Task: Copy the records below word for word, keeping every line in its original order.

Source material:
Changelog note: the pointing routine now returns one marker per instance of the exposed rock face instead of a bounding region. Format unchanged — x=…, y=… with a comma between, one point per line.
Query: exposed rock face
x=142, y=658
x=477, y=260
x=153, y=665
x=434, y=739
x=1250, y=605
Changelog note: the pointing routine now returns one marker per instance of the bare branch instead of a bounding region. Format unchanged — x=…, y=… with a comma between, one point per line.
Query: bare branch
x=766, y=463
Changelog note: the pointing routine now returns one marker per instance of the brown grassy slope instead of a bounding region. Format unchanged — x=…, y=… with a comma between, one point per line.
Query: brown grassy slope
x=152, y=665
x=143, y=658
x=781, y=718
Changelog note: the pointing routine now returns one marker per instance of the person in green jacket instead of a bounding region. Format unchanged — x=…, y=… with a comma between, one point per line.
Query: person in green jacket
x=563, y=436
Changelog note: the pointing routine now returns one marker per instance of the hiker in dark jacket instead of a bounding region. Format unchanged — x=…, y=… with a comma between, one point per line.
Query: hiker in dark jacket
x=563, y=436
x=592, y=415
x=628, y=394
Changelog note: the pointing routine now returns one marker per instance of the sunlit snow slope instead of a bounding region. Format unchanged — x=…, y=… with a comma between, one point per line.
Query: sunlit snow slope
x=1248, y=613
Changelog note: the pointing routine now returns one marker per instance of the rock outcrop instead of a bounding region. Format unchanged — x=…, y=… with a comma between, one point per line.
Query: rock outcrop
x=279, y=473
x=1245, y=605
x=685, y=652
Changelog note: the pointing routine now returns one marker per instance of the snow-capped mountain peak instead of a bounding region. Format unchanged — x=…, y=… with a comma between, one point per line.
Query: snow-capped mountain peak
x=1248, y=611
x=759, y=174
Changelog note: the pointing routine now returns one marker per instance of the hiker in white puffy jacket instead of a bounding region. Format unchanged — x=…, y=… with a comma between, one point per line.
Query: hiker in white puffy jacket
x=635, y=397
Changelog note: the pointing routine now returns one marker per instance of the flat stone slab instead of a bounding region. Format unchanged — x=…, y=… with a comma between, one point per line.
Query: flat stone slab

Response below:
Changelog note: the pointing routine now returns one marker per instance of the exposed rock face instead of a bounding region. Format unchanged — x=…, y=… with a comma between, one point per line.
Query: exposed rock face
x=142, y=658
x=477, y=260
x=153, y=665
x=434, y=739
x=1250, y=605
Changelog note: the pointing routine now returns one marker per instance of the bare branch instead of a bounding region. Format unchanged — x=…, y=… with a comma between, one point per line.
Query: bare branch
x=766, y=463
Changelog note: the pointing routine now returns one marker per instance of the brown grassy slope instead of a bounding region. Format unchanged — x=…, y=… with a comma between, one point per line.
Query: brown grassy slope
x=152, y=665
x=143, y=658
x=781, y=718
Changelog note: the pointing routine now returns one marker per instance of the person in green jacket instead of a bounding region. Format unchanged — x=…, y=… with a comma between, one point per line.
Query: person in green jacket
x=563, y=436
Changelog note: the pointing routine now returns one marker per instance of the hiker in dark jacket instead of a bounding region. Format unchanged — x=…, y=… with a comma between, one point per line.
Query: hiker in dark jacket
x=563, y=436
x=592, y=415
x=628, y=394
Changelog note: the pointing routine now returns one marker per instance of the sunlit snow slope instead of a bounding region. Format unchanged — x=…, y=… with a comma between, one point per line.
Query: sunlit snow slope
x=1248, y=613
Changelog note: the pointing routine now returns one marker per instance of the rock outcrop instead of a bounding region. Format unchanged — x=…, y=… with a comma between, one point per line.
Query: rock outcrop
x=279, y=473
x=1245, y=605
x=685, y=652
Changelog note: the pointing routine now returns one marker per instance of the snow-capped mountain peak instead of a bounding region. Format unchanged — x=…, y=… with a comma between, one point per line.
Query: snow-capped mountain peak
x=1248, y=611
x=759, y=174
Changelog note: the pointing routine now returns one marker per instance of the hiker in white puffy jacket instead of a bounding region. Format unchanged — x=…, y=… with a comma between, one point per line.
Query: hiker in white puffy jacket
x=635, y=397
Changelog note: the pointing routine now returns one marker per instance of the flat stone slab instead of a bounding region. Format unchanged — x=…, y=… with a comma between, one point per line.
Query: flat stone slab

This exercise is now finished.